Word for word, repeat the entries, minus the pictures.

The input:
— Begin —
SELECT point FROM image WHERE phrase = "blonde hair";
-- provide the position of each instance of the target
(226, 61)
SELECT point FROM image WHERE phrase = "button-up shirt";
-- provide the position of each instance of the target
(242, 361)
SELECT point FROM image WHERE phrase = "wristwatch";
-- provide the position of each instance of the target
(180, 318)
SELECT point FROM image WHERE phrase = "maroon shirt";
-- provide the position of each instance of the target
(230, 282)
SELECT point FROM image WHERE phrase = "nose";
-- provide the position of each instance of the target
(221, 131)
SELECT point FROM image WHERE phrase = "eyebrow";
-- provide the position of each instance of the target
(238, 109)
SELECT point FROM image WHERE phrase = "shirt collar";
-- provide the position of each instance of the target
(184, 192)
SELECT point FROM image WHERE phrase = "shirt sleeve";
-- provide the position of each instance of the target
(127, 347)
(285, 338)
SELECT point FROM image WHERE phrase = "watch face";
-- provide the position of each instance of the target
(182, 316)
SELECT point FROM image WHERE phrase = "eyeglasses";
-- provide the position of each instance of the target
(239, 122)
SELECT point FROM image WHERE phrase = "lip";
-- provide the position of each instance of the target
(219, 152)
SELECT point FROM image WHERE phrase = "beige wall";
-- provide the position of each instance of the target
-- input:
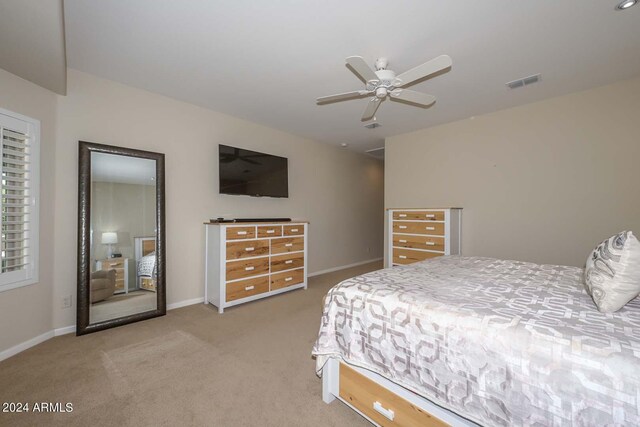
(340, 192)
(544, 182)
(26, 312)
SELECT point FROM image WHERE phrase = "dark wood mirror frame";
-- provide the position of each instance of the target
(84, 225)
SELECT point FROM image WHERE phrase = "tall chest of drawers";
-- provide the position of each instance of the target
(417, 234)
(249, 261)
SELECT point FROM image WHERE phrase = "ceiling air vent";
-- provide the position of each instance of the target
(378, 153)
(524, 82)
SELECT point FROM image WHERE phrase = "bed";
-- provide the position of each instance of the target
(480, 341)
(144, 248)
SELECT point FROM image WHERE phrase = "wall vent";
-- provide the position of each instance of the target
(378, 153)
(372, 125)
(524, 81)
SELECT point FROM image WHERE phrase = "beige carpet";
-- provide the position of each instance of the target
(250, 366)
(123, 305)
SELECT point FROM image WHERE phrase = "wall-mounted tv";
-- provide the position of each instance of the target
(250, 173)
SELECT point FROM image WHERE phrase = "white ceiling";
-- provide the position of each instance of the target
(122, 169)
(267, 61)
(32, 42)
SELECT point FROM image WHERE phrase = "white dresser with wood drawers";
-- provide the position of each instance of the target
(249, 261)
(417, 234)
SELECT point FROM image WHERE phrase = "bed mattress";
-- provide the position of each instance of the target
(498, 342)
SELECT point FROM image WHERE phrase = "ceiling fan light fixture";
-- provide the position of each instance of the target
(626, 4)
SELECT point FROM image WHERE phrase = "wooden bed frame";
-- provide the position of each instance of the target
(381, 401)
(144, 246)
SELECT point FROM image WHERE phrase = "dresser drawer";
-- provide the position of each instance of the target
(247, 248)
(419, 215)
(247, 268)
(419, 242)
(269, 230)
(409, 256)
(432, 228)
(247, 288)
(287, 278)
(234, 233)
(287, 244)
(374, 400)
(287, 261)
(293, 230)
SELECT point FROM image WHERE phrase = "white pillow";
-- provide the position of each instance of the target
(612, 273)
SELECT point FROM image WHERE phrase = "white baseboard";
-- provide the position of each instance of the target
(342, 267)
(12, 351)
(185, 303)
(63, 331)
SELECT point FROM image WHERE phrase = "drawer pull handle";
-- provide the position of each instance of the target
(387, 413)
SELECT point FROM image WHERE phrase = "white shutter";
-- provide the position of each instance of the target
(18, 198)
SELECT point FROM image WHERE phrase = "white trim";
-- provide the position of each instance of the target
— End —
Finished answer:
SELECT point FROM image WHERE phrase = "blonde hair";
-- provide the position of each instance of the target
(226, 61)
SELECT point FROM image WHERE phrase = "button-up shirt";
-- provide the position of each instance of the target
(242, 361)
SELECT point FROM image WHERE phrase = "wristwatch";
-- provide the position of each instance of the target
(180, 318)
SELECT point FROM image WHERE phrase = "maroon shirt";
-- provide the position of each instance of the target
(230, 282)
SELECT point FROM image WHERE phrase = "nose";
-- provide the position of each instance of the target
(221, 131)
SELECT point FROM image WHERE phrase = "eyebrow";
-- provide the position of each instance of the target
(238, 109)
SELECT point FROM image WHERE phrase = "shirt collar";
-- provide the position of each instance of the target
(184, 192)
SELECT point FROM image WHERE phrase = "shirt sleeve";
-- provide the position of each instance of the target
(127, 347)
(285, 338)
SELECT point FROM image WHERE phrase = "watch face";
-- provide the position of each instance of the target
(182, 316)
SELECT point FROM image WHERE phrase = "eyeglasses";
-- provide the position of each instance of the target
(239, 122)
SELECT point FROM image WHERE phrase = "lip";
-- provide the position of each instance of the target
(219, 152)
SELECT point FROM image WHERE phrase = "beige wall";
-- provide the position of each instance of the target
-- input:
(340, 192)
(544, 182)
(26, 312)
SELECT point FROM image WHERE phrase = "dark wood mirror frame";
-- provide the position of each instance of the target
(84, 225)
SELECT point FROM image WHERE phrase = "tall chest of drawers";
-- provide the position of each instance of the target
(417, 234)
(249, 261)
SELECT point FROM image WHERE phrase = "ceiling air vent";
-- provide the position of each instance of the target
(378, 153)
(524, 82)
SELECT point FROM image WHERE phrase = "bed";
-- provide the position of each instance of the target
(480, 341)
(144, 248)
SELECT point FROM image WHERE phrase = "wall vent";
-- provide the position of each instance of the target
(378, 153)
(372, 125)
(524, 81)
SELECT point FROM image WHERE phrase = "beige carpet";
-- provide the position of each instance of the target
(250, 366)
(123, 305)
SELECT point FROM image WHERE phrase = "wall-mounted tv";
-- provide the position of each instance of the target
(250, 173)
SELECT point FROM image WHERE phrase = "white ceiling";
-- provide the position of each instance of the target
(122, 169)
(267, 61)
(32, 42)
SELECT point FROM image WHERE phrase = "white dresser with wood drawers";
-- provide the position of each instance of the target
(249, 261)
(417, 234)
SELECT point FROM image WHERE phrase = "bed mattress";
-- provide the position of each instance of the target
(498, 342)
SELECT point FROM image WHERE phrase = "ceiling fan light fixture";
-- provide the position of each instance of the target
(626, 4)
SELECT point FROM image WHERE phrase = "wooden bed frame";
-- provide the position of each instance of the target
(381, 401)
(144, 246)
SELECT point FROM image WHERE phrase = "dresser drawer";
-- provide the position of each instance of the target
(247, 248)
(419, 215)
(247, 268)
(419, 242)
(269, 230)
(409, 256)
(432, 228)
(247, 288)
(287, 278)
(234, 233)
(287, 244)
(374, 400)
(287, 261)
(293, 230)
SELECT point FROM image WHERE phrase = "white pillow";
-- provide the position of each instance of the target
(612, 273)
SELECT point FROM image WHERE phrase = "white baseboard";
-- provide the position of each instance of the target
(342, 267)
(12, 351)
(185, 303)
(63, 331)
SELECT point FROM image WHERE phrase = "drawer pull handle";
-- provide the position of each instance of the target
(387, 413)
SELECT point FROM image WHERE phrase = "white shutter";
-- provide the position of each instance of the target
(18, 198)
SELECT point FROM image WHERE phrase = "white trim";
-- provide the position of each instance of the target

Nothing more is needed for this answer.